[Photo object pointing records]
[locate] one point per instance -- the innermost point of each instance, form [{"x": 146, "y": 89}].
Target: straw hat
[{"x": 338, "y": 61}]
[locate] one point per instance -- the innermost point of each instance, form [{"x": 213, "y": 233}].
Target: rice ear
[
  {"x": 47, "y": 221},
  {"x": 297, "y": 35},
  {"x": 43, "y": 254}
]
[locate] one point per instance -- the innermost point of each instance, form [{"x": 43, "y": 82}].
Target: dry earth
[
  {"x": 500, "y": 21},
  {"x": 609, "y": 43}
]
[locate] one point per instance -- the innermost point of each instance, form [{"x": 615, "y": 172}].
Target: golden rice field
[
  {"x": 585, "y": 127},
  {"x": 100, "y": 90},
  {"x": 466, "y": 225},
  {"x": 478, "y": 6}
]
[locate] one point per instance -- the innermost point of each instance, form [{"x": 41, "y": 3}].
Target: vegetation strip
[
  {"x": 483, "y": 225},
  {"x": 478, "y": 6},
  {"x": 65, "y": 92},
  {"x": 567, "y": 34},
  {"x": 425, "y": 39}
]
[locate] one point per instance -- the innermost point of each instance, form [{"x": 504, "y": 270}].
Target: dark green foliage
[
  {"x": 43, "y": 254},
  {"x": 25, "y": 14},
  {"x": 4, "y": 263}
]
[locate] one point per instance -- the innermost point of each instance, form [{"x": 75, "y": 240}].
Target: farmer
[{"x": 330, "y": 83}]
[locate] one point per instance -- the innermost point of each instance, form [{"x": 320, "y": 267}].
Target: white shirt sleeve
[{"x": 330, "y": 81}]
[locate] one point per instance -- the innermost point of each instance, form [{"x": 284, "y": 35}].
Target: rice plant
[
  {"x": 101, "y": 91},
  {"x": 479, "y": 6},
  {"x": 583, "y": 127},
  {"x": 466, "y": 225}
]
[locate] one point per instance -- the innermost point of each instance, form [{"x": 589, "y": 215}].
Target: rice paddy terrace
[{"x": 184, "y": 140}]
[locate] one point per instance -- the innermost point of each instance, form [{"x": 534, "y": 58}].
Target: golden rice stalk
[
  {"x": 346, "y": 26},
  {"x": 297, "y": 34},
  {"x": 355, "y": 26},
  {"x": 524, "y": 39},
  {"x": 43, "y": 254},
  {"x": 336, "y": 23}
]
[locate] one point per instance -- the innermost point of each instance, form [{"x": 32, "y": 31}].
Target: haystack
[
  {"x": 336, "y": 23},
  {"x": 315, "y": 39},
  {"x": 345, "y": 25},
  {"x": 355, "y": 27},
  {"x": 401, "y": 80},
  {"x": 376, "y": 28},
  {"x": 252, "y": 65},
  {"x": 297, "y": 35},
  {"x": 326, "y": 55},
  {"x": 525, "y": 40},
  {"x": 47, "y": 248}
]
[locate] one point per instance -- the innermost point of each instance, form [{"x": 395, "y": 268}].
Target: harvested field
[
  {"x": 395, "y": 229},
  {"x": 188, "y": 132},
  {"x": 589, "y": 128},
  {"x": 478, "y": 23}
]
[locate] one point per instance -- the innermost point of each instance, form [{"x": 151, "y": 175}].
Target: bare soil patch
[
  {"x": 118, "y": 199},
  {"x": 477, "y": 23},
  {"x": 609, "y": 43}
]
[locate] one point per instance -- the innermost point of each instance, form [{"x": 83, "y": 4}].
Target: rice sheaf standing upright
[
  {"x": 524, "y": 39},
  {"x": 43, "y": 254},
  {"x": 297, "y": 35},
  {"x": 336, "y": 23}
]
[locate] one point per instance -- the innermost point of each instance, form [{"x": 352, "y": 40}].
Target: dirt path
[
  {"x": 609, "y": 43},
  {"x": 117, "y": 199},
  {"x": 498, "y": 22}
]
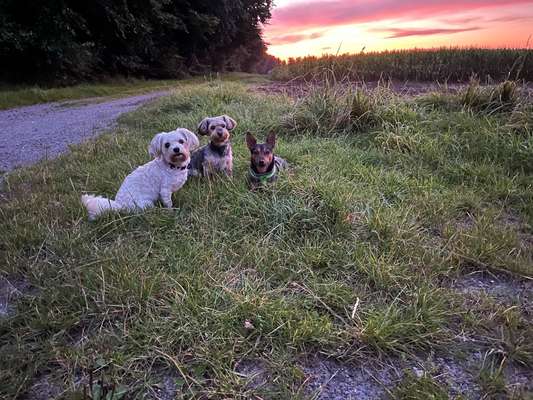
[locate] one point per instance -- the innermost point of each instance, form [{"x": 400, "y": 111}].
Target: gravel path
[{"x": 29, "y": 134}]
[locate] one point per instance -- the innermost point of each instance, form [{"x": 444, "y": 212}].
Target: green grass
[
  {"x": 382, "y": 209},
  {"x": 16, "y": 96}
]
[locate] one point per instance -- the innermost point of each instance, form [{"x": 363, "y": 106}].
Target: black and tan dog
[
  {"x": 264, "y": 165},
  {"x": 217, "y": 155}
]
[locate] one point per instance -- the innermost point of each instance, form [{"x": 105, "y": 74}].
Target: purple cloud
[
  {"x": 404, "y": 32},
  {"x": 339, "y": 12},
  {"x": 293, "y": 38}
]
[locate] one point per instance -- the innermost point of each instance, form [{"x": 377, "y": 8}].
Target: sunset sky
[{"x": 302, "y": 27}]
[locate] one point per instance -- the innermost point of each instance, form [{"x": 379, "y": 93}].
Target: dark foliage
[{"x": 70, "y": 40}]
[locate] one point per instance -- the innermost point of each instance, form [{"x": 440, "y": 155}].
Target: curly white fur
[{"x": 157, "y": 179}]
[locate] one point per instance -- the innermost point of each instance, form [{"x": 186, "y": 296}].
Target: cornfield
[{"x": 444, "y": 65}]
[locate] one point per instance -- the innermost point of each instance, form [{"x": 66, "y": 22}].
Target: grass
[
  {"x": 443, "y": 65},
  {"x": 16, "y": 96},
  {"x": 352, "y": 253}
]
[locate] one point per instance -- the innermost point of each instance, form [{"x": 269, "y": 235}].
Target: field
[
  {"x": 443, "y": 65},
  {"x": 394, "y": 259}
]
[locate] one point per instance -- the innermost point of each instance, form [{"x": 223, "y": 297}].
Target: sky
[{"x": 315, "y": 27}]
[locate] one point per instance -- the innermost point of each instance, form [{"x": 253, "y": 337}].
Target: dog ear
[
  {"x": 250, "y": 140},
  {"x": 271, "y": 140},
  {"x": 190, "y": 138},
  {"x": 230, "y": 122},
  {"x": 156, "y": 145},
  {"x": 203, "y": 126}
]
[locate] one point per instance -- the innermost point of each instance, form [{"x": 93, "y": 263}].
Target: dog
[
  {"x": 157, "y": 179},
  {"x": 264, "y": 165},
  {"x": 216, "y": 156}
]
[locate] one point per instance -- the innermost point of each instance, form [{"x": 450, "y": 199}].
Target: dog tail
[{"x": 97, "y": 205}]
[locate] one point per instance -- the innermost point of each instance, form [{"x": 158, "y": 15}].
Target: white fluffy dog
[{"x": 157, "y": 179}]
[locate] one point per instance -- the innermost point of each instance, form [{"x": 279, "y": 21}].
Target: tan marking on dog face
[{"x": 261, "y": 157}]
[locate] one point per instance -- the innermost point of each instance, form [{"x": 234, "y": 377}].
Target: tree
[{"x": 69, "y": 40}]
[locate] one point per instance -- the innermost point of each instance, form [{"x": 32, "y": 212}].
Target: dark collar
[
  {"x": 220, "y": 150},
  {"x": 268, "y": 170}
]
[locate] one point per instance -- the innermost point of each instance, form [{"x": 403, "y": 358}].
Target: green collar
[{"x": 263, "y": 178}]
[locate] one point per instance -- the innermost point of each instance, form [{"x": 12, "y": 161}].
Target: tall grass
[
  {"x": 444, "y": 65},
  {"x": 350, "y": 254}
]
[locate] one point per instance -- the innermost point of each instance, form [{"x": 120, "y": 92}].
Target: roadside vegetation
[
  {"x": 23, "y": 95},
  {"x": 378, "y": 246},
  {"x": 435, "y": 65}
]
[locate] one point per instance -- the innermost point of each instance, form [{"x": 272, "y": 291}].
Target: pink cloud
[
  {"x": 401, "y": 32},
  {"x": 461, "y": 21},
  {"x": 339, "y": 12},
  {"x": 293, "y": 38}
]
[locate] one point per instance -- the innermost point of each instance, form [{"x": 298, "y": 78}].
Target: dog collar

*THE TASK:*
Pick out and copy every line of the entries above that contains the word "dark". Uppercase and lowercase letters count as different.

*TASK RESULT:*
Target: dark green foliage
Target: dark foliage
Target: dark collar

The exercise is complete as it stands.